Items from a data source:
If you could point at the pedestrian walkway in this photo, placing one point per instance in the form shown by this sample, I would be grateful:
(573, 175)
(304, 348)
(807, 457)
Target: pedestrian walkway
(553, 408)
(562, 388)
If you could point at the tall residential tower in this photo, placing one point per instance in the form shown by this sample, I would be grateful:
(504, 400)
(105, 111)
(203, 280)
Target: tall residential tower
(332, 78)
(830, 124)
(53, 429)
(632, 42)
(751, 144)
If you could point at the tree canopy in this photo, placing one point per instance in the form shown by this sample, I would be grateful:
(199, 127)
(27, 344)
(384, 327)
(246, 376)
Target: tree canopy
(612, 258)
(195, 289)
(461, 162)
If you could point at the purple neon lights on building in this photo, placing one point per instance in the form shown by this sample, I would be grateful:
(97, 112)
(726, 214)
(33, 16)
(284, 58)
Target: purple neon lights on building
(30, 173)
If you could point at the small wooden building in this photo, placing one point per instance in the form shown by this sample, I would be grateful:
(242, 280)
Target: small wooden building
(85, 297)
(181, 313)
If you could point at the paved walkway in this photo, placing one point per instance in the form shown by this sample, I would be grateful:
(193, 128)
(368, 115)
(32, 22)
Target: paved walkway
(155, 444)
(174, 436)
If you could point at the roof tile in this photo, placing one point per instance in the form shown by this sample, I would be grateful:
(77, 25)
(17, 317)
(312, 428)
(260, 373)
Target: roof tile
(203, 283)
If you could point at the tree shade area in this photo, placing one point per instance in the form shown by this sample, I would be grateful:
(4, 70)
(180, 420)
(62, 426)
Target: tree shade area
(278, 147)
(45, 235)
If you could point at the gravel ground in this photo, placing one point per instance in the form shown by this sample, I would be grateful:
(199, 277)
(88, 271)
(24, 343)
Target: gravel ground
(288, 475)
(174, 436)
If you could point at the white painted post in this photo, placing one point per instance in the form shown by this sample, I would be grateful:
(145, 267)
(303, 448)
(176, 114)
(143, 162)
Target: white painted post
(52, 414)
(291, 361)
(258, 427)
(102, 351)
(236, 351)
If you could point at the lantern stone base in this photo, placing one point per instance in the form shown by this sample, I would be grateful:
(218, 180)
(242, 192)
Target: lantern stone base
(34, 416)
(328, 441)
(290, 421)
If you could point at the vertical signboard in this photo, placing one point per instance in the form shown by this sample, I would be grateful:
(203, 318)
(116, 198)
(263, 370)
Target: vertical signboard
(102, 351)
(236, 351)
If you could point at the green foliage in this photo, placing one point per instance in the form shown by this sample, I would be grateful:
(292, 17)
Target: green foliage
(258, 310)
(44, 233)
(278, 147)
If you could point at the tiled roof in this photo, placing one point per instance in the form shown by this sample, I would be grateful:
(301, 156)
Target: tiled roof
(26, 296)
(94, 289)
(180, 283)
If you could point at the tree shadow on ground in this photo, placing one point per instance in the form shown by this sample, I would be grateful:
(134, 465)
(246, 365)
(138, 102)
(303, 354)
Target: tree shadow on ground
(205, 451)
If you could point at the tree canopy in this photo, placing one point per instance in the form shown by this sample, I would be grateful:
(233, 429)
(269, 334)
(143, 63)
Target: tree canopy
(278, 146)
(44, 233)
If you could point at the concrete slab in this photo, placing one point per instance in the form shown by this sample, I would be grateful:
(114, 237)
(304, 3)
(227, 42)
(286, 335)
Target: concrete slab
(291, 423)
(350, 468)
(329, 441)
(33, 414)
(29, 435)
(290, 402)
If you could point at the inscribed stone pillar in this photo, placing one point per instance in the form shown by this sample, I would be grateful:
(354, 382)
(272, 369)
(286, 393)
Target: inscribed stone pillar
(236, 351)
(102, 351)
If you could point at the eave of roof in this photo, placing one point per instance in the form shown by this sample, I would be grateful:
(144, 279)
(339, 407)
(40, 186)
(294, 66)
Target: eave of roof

→ YOUR OBJECTIVE: Make an exact transcription of all the records.

→ REPLY:
If you could point at the pedestrian walkway in this photo, placing one point per instance in the form shown by this sample, I would be grateful:
(573, 175)
(304, 348)
(807, 457)
Target: pedestrian walkway
(553, 408)
(562, 388)
If you could point at the tall residential tower in this photo, placing one point per instance in the form shown by this sample, I would be grateful:
(504, 400)
(105, 111)
(203, 280)
Target: tall residential tower
(332, 78)
(830, 124)
(53, 429)
(632, 42)
(751, 144)
If you could point at the tree canopy in this photo, placing one point per instance in the form shown by this sample, I would be grateful:
(199, 127)
(27, 344)
(384, 327)
(246, 376)
Target: tree canopy
(612, 258)
(195, 289)
(461, 162)
If you could point at the purple neon lights on building in this photo, placing one point per instance in the form shown by this sample, I would be grateful:
(97, 112)
(726, 214)
(33, 16)
(284, 58)
Target: purple neon lights on building
(30, 173)
If you could point at the small wooden building in this photo, placing one point per instance in the form shown by this sample, I would be grateful:
(242, 280)
Target: small wooden building
(85, 297)
(181, 313)
If you could point at the paved walkway in this photo, placing one point per instance in the form shown by this sample, I would be grateful:
(193, 128)
(368, 115)
(32, 22)
Target: paved walkway
(155, 444)
(174, 436)
If you could point at the roof tile in this photo, placing one point per instance in the form shown by this sample, I would be grateful:
(77, 25)
(17, 317)
(312, 428)
(260, 373)
Target: roof tile
(203, 283)
If you could point at the tree shade area in this photo, placing one point per instance in the form shown by this sample, I would be grateful:
(4, 70)
(180, 420)
(62, 426)
Target: tree shade area
(278, 147)
(45, 235)
If you could point at the gravel ground in this photo, placing one point per instance in the form shown by this sample, I would be grateful:
(199, 277)
(88, 271)
(24, 343)
Target: gravel ground
(288, 475)
(174, 436)
If you could point at the white painted post in this photo, placing one point per instance in the form shown by this sample, I would be grateful:
(145, 267)
(303, 448)
(176, 114)
(143, 162)
Target: white painted post
(52, 414)
(291, 361)
(258, 427)
(102, 351)
(236, 351)
If you could point at the lantern stone base in this photo, placing one point per instance in the form shown by this sample, I would be grateful:
(218, 180)
(242, 192)
Target: lantern stone base
(34, 416)
(328, 441)
(290, 421)
If you could point at the vertical signboard in this photo, placing one point per instance in the form shown by this sample, I would be grateful:
(203, 318)
(116, 198)
(263, 370)
Target: vertical signboard
(102, 351)
(236, 351)
If you could point at the green foliage in this photo, placing one point per instance in the form shown by this sample, I would be grateful:
(292, 17)
Target: green foliage
(258, 310)
(44, 233)
(278, 147)
If you could point at the tiled roof in this photo, placing one point per instance in the form shown by this sample, I would be grateful:
(301, 156)
Target: tiled roof
(26, 296)
(94, 289)
(180, 283)
If you could point at the tree shadow on ground in this photo, placing one point per instance in the form shown by this sample, I would be grateful:
(134, 465)
(246, 365)
(138, 102)
(303, 354)
Target: tree shadow on ground
(205, 451)
If you could point at the tree canopy in this photo, placing one point per instance in the form shown by this sample, I would be grateful:
(233, 429)
(269, 334)
(143, 63)
Target: tree canopy
(278, 146)
(44, 233)
If you could point at the concrete slab in this photo, placing one point per instance in the form shown by this sample, I would be grateful:
(114, 237)
(304, 3)
(227, 42)
(286, 335)
Target: concrete slab
(291, 423)
(350, 468)
(329, 441)
(33, 414)
(29, 435)
(290, 402)
If you could point at the inscribed stone pillar in this photo, placing one point per instance in the form shown by this sample, I would be grateful:
(354, 382)
(272, 369)
(286, 393)
Target: inscribed stone pillar
(236, 351)
(102, 351)
If you could point at the eave of roof in this photo, placing one point per instance in the form shown by this sample, I would be grateful:
(144, 279)
(339, 407)
(40, 186)
(294, 66)
Target: eave of roof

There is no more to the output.